::: Records shown :::
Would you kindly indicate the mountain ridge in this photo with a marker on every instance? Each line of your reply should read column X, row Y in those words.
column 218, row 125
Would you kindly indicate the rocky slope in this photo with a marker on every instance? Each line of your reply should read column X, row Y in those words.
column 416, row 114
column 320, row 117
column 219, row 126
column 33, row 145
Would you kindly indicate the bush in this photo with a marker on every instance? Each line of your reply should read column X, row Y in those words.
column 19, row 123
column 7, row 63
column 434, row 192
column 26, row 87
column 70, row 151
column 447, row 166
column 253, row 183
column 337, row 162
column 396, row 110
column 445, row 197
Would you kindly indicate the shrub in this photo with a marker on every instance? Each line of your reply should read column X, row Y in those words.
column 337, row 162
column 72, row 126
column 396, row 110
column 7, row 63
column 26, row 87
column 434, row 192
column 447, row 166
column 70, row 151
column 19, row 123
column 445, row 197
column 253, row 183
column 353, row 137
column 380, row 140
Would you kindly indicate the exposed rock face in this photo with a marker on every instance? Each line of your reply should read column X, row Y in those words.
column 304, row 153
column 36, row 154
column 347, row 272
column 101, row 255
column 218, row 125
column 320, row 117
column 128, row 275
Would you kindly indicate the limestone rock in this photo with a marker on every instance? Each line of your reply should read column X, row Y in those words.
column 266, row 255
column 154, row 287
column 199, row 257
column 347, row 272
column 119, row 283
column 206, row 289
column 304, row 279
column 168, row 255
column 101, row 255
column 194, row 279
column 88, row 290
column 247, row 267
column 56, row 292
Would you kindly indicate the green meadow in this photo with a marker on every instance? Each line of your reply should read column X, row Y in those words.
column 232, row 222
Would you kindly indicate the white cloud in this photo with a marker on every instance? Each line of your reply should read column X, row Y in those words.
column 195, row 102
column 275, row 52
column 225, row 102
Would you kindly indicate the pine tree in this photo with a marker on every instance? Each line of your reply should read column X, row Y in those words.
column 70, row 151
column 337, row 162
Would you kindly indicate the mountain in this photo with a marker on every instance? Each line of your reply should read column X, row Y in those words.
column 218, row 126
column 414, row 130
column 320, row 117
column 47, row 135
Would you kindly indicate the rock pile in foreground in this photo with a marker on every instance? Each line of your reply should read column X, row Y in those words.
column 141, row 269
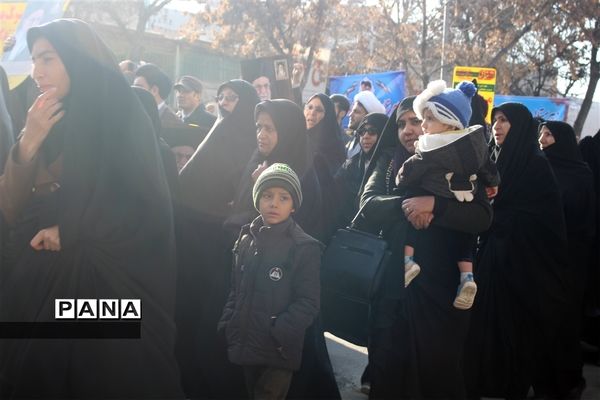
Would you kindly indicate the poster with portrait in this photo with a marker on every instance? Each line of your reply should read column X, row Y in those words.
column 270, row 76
:::
::: Records shown :::
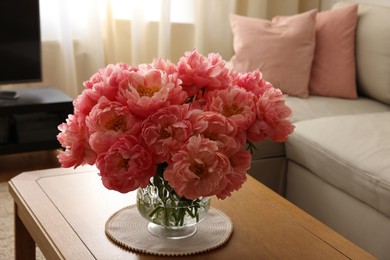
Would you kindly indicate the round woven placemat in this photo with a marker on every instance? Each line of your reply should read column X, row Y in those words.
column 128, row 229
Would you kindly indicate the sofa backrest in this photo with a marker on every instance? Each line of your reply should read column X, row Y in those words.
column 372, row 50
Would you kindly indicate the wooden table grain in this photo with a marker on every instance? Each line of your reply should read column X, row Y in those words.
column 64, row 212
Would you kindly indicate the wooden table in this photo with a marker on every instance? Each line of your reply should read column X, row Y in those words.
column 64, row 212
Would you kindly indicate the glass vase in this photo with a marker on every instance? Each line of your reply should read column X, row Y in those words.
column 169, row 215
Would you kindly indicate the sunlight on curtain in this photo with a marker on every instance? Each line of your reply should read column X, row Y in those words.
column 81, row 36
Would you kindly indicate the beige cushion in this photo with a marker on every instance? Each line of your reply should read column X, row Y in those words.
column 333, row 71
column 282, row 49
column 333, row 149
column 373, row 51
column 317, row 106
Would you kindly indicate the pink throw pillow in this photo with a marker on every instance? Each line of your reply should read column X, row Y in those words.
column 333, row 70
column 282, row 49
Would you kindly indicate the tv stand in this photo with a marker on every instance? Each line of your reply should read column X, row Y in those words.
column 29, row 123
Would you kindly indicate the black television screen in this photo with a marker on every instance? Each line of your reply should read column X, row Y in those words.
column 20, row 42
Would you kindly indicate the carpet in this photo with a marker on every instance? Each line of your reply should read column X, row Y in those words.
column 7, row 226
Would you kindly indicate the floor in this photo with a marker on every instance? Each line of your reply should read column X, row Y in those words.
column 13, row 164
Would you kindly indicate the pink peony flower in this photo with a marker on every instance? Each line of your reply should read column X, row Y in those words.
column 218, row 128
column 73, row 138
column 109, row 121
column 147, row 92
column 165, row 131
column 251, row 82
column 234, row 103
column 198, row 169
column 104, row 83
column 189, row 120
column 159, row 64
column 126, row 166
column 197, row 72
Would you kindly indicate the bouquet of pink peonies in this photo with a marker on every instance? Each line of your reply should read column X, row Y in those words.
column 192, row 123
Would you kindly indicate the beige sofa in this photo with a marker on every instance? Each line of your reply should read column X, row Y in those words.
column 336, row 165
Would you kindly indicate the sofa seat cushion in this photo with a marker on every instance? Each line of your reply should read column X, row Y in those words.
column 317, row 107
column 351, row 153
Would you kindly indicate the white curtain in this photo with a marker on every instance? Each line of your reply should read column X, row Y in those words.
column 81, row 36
:::
::: Records shown :::
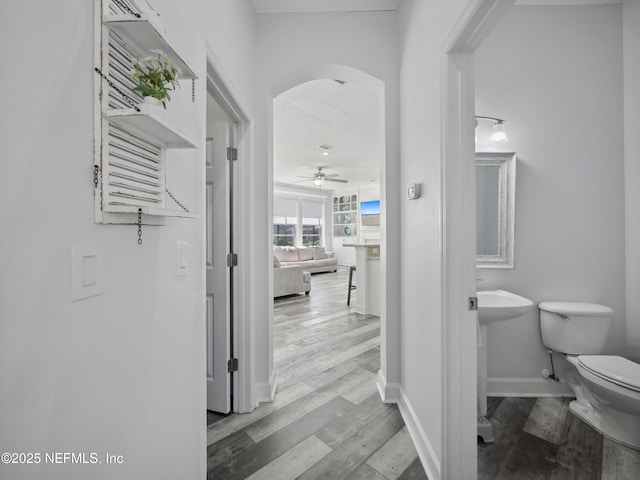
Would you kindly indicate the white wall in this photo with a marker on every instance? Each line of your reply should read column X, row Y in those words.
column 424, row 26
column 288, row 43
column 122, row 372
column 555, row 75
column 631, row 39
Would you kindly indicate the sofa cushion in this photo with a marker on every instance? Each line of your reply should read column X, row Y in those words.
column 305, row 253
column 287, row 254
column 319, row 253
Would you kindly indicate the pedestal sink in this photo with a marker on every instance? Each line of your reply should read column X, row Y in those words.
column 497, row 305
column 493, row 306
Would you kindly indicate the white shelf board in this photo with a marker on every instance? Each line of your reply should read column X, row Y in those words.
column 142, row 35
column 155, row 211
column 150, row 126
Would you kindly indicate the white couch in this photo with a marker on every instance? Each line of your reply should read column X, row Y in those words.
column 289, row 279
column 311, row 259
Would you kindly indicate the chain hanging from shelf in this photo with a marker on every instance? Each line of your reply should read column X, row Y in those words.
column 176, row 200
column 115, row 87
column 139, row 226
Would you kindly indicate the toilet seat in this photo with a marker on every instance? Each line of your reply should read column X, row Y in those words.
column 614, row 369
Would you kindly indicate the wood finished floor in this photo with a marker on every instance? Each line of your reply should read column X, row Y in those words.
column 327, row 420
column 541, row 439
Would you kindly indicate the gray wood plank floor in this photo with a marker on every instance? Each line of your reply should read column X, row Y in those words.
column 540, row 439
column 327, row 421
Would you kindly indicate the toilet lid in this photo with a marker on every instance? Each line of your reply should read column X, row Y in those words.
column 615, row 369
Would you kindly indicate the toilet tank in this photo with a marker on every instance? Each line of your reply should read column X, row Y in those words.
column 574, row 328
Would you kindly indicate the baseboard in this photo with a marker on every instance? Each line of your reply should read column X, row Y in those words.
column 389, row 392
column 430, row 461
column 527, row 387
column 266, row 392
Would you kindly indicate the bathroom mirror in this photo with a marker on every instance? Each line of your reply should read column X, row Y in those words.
:::
_Problem_. In the entries above, find the line holding "Would you kindly indicate the baseboard" and the line holding "Would you kindly indicate the bathroom", then retype exactly those two lines and every line between them, and nothing else.

_Your response_.
Would you kindly indicate the baseboard in this photo with a marker on every instance? Each line of your reply should read column X, row Y in those words.
column 389, row 392
column 430, row 461
column 527, row 387
column 266, row 392
Would you kindly indicate the bathroom mirror in this photo with a marker on every instance? Each line of your reply should read column X, row Y in those words.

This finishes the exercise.